Short task 1
List, in order, every turn the interviewer speaks in the interview below.
Short task 2
Reproduce word for word the stretch of the interview below from "I had a buddy, a" through "at that point.".

Source
──────────────────────────────

I spoke with Holthouse about the new series, the dangers lurking around what’s known as Northern California’s Emerald Triangle, the aftermath of “Stalking the Bogeyman,” neo-nazis, his career as both a journalist and filmmaker, and, yes, Bigfoot.

—Jim Knipfel

THE BELIEVER: In the fall of 1993, you were twenty-two,  twenty-three years old and a cub reporter for The Anchorage Daily News.

DAVID HOLTHOUSE: That’s right.

BLVR: So how did you find yourself on a cannabis farm in Mendocino County?

DH: At the time I was reporting a story for The Anchorage Daily News about street gangs in Anchorage, and I’d sort of run afoul of one of them—the Tiny Raskal Gang, a Southeast Asian street gang. But I had some good sources at the Anchorage Police Department, and they said “You know, you might want to lay low for a little bit, and/or get out of town.”

I had a buddy, a good friend from college, who was working on a dope farm. I didn’t know where at the time, I just knew it was up in Northern California. He’d gotten a job there that summer and he said, “Hey man, you should come and visit if you want to check out this scene. I might even be able to get you a little bit of work.” So when the drama came down with the TRGs—the Tiny Raskal Gang—I decided to take him up on his invitation. I flew up to Northern California and went and visited Santa Cruz, where I went to college, and then paid him a visit.

BLVR: What was the atmosphere like around there at the time?

DH: On the dope farm?

BLVR: Yeah.

DH: It was not what I expected. That whole scene was not what I expected.

BLVR: I know Operation Green Sweep was still going on at that point.

DH: Yeah. Paranoia was running deep, and my friend really had to vouch for me to get me up there. It was sketchy as hell, man. I don’t know how else to describe it. There’s this stereotype, I guess, of the scene up there, the Emerald Triangle, of being a bunch of hippies living in a dope-scented utopia. Living off the land and off the grid. That existed at the time, and exists now. But that’s not the world I was in, and that’s not the world this documentary series takes place in. This is a world of booby-traps and automatic weapons.

BLVR: So tell me about that night. How long had you been there when you got the visit?

DH: It was the second night I was there. This didn’t make it in the final cut of the show, but my buddy and I had taken a pretty epic psilocybin mushroom trip that day. We really took a heroic dose. This was going down in the cabin, and I was still coming down from the mushrooms, just to add to the surrealism. I know it was either a Sunday night or a Monday night, because the owner of the farm had a satellite dish and was able to pull in these raw satellite feeds. There was an NFL football game on, and he asked if we wanted to come up to the main house to watch football. I remember we were sitting there goofing on the fact that we could hear whatever the football announcers were saying in the booth during commercial breaks—instead of commercials we’d continue to get the raw satellite feed. We were eavesdropping on these guys, which struck us as hilarious.

──────────────────────────────

Records excerpted from a collection:

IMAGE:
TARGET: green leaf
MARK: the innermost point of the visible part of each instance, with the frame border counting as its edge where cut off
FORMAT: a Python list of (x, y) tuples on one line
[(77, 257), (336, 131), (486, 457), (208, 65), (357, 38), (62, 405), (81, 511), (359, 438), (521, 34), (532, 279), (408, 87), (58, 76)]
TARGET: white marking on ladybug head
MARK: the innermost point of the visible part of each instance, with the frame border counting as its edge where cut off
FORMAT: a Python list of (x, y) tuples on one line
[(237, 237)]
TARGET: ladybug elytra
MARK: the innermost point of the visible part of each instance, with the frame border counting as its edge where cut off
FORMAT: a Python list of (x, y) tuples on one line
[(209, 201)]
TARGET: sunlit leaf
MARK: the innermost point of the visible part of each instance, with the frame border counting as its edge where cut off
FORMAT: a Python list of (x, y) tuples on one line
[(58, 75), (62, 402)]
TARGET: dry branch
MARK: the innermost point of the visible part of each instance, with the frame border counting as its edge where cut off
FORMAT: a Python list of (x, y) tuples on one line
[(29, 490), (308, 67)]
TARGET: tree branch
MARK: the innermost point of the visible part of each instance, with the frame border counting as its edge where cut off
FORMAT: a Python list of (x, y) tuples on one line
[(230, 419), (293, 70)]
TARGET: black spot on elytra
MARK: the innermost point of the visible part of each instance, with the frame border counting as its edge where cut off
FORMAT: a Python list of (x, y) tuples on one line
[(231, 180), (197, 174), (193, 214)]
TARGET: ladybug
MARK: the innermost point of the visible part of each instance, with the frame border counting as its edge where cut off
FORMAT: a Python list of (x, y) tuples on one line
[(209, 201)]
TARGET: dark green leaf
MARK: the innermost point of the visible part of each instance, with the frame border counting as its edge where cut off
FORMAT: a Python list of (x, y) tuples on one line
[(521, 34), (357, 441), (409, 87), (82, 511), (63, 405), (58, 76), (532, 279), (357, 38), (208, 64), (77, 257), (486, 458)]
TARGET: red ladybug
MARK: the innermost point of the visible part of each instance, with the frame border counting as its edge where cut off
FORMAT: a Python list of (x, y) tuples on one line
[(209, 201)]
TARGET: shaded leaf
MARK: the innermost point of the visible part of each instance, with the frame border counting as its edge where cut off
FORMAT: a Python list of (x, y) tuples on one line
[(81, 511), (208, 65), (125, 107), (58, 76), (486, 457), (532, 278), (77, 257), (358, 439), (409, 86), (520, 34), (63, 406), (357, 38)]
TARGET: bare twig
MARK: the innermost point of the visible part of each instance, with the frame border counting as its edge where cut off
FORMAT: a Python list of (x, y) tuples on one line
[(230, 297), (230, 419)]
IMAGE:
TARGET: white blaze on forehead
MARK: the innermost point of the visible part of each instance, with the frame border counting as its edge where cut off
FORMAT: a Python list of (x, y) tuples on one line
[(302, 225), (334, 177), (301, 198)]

──────────────────────────────

Task output 1
1. In the fall of 1993, you were twenty-two, twenty-three years old and a cub reporter for The Anchorage Daily News.
2. So how did you find yourself on a cannabis farm in Mendocino County?
3. What was the atmosphere like around there at the time?
4. Yeah.
5. I know Operation Green Sweep was still going on at that point.
6. So tell me about that night. How long had you been there when you got the visit?

Task output 2
I had a buddy, a good friend from college, who was working on a dope farm. I didn’t know where at the time, I just knew it was up in Northern California. He’d gotten a job there that summer and he said, “Hey man, you should come and visit if you want to check out this scene. I might even be able to get you a little bit of work.” So when the drama came down with the TRGs—the Tiny Raskal Gang—I decided to take him up on his invitation. I flew up to Northern California and went and visited Santa Cruz, where I went to college, and then paid him a visit.

BLVR: What was the atmosphere like around there at the time?

DH: On the dope farm?

BLVR: Yeah.

DH: It was not what I expected. That whole scene was not what I expected.

BLVR: I know Operation Green Sweep was still going on at that point.